TASK TO CARRY OUT -
Pull out every line of the data below that contains the string "lamp", treating uppercase and lowercase as different.

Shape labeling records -
----------
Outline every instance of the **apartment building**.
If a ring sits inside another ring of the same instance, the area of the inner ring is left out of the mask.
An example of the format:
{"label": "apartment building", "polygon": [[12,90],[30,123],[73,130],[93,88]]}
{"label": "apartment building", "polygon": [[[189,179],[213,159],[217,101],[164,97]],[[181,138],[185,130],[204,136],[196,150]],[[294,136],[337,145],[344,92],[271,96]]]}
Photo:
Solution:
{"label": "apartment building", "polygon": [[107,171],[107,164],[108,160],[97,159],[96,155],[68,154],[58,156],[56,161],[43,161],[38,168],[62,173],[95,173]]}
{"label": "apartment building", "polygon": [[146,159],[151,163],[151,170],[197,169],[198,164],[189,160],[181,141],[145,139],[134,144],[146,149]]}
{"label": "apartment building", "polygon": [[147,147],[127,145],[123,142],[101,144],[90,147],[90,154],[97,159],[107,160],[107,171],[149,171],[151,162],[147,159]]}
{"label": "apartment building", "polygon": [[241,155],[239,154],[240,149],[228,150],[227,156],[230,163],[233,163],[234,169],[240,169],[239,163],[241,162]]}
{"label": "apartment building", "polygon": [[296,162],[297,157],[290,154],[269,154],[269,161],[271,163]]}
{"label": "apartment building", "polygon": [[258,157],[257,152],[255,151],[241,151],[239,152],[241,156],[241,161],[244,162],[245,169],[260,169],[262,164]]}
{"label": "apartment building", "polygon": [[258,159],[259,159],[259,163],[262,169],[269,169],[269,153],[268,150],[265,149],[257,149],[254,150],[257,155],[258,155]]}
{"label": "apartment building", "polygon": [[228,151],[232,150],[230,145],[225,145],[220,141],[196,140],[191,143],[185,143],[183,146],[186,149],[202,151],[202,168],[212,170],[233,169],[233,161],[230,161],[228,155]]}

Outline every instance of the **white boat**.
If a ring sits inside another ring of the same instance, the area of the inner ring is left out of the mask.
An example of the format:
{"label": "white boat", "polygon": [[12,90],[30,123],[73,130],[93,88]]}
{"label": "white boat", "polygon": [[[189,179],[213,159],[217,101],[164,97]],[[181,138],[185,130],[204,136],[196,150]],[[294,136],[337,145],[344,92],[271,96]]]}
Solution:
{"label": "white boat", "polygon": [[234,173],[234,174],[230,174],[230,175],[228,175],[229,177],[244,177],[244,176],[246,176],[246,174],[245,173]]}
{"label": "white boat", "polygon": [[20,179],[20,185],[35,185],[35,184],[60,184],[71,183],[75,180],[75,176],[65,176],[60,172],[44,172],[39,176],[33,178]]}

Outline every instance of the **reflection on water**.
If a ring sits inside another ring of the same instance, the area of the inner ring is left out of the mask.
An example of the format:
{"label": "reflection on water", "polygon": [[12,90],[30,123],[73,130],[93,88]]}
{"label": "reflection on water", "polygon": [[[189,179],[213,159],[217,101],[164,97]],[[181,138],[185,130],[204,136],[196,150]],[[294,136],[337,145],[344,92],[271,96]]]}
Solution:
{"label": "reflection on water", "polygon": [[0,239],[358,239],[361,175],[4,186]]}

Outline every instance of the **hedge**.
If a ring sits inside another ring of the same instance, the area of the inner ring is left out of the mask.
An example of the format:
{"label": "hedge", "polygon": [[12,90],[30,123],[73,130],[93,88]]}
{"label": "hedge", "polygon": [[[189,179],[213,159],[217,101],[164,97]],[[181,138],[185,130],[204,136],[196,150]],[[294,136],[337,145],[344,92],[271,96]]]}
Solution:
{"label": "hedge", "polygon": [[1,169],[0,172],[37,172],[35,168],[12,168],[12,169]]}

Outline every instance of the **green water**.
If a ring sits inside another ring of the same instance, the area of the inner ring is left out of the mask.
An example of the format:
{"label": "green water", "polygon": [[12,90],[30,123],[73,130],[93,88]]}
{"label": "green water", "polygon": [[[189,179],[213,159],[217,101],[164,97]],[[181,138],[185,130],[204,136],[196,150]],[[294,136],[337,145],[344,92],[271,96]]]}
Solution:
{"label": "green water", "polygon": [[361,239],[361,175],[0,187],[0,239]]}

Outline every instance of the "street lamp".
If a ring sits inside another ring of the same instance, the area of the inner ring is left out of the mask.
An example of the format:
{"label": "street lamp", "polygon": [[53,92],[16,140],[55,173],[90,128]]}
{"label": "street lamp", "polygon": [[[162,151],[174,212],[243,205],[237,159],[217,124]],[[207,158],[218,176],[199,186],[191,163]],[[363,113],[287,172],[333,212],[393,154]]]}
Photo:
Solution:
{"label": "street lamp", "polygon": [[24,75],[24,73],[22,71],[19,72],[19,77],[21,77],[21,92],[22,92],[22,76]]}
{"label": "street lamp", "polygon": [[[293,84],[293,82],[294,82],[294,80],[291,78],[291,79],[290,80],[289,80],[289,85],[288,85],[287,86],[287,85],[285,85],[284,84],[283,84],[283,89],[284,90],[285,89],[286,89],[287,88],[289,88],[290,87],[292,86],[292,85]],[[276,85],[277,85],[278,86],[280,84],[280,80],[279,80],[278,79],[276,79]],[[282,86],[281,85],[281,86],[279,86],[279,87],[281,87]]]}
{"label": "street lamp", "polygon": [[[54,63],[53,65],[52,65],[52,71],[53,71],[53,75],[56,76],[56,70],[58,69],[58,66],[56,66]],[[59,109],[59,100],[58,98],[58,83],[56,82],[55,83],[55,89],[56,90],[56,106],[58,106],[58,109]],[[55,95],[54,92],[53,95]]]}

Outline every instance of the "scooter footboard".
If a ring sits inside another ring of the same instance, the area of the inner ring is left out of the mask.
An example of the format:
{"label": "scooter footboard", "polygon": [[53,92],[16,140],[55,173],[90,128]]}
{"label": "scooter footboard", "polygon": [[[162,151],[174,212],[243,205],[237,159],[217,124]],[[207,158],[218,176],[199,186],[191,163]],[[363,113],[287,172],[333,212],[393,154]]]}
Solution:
----------
ANSWER TO THIS EXERCISE -
Outline every instance of the "street lamp".
{"label": "street lamp", "polygon": [[53,92],[16,140],[55,173],[90,128]]}
{"label": "street lamp", "polygon": [[[162,151],[174,212],[243,205],[237,159],[217,124]],[[207,158],[218,176],[199,186],[191,163]],[[363,113],[287,172],[333,212],[393,154]]]}
{"label": "street lamp", "polygon": [[24,75],[24,73],[22,71],[19,72],[19,77],[21,77],[21,92],[22,92],[22,76]]}
{"label": "street lamp", "polygon": [[[293,84],[293,82],[294,82],[294,80],[291,78],[291,79],[290,80],[289,80],[289,85],[288,85],[287,86],[287,85],[285,85],[284,84],[283,84],[283,89],[284,90],[285,89],[286,89],[287,88],[289,88],[290,87],[292,86],[292,85]],[[276,85],[277,85],[278,86],[280,84],[280,80],[279,80],[278,79],[276,79]],[[282,86],[281,85],[281,86],[279,86],[279,87],[281,87]]]}
{"label": "street lamp", "polygon": [[[54,63],[53,65],[52,65],[52,71],[53,71],[53,75],[56,76],[56,70],[58,69],[58,66],[56,66]],[[59,109],[59,100],[58,98],[58,83],[56,82],[55,83],[55,89],[56,90],[56,106],[58,106],[58,109]],[[55,95],[54,92],[53,95]]]}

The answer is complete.